Will you return every line of the data below unchanged, from the first line through the last?

Pointing records for named objects
** Start **

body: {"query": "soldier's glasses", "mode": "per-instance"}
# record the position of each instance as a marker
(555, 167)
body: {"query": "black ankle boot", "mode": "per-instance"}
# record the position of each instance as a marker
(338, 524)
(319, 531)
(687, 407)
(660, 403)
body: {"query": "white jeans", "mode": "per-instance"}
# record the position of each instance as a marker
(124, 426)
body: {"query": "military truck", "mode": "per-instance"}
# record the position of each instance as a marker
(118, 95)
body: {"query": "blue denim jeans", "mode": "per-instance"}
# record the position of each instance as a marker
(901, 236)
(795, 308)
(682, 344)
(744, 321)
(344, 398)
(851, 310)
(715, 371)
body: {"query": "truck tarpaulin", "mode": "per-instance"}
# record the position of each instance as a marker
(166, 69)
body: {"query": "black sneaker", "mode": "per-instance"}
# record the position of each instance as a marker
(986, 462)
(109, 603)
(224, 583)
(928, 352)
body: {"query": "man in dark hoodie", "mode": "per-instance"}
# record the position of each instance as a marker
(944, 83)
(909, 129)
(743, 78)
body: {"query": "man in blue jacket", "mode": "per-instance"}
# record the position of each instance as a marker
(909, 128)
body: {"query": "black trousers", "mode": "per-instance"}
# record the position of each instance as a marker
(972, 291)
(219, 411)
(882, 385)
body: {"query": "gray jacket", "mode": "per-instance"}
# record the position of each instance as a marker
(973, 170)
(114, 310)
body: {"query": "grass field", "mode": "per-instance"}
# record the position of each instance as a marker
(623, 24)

** End **

▶ [Correct result]
body: {"query": "soldier's glasses", "mode": "per-instance"}
# record the position of each instance as a marker
(555, 167)
body: {"query": "black ankle boot", "mode": "per-instance"}
# record the position of each instance as a marker
(338, 524)
(319, 531)
(687, 407)
(660, 403)
body: {"query": "white jeans", "mode": "per-instance"}
# record the position of each instance as a marker
(124, 426)
body: {"query": "military truck", "mode": "per-instance"}
# record the position of each instance as a marker
(118, 95)
body: {"query": "blue denim jeans", "mode": "per-instance"}
# record the position of each instance as a marker
(901, 236)
(795, 308)
(682, 344)
(744, 321)
(344, 398)
(851, 310)
(715, 371)
body: {"query": "truck tarpaulin", "mode": "per-instance"}
# record the position of each instance as a marker
(166, 69)
body: {"query": "black sneaker", "mode": "per-instance"}
# record the position of each instance as a marker
(986, 462)
(109, 603)
(224, 583)
(928, 352)
body: {"query": "man in dark hoodie", "mode": "per-instance"}
# record the position of each instance as a marker
(944, 83)
(909, 129)
(743, 78)
body: {"query": "man in blue jacket", "mode": "per-instance"}
# record the position of each instance as a marker
(909, 128)
body: {"query": "black trousers", "mode": "per-instance"}
# record the position of each instance as a marker
(972, 291)
(219, 411)
(882, 385)
body: {"query": "gray jacket", "mode": "per-instance"}
# record the position of each instance as a marker
(973, 170)
(114, 310)
body: {"query": "grass field", "mode": "per-instance"}
# record the position of each instance as a marker
(623, 24)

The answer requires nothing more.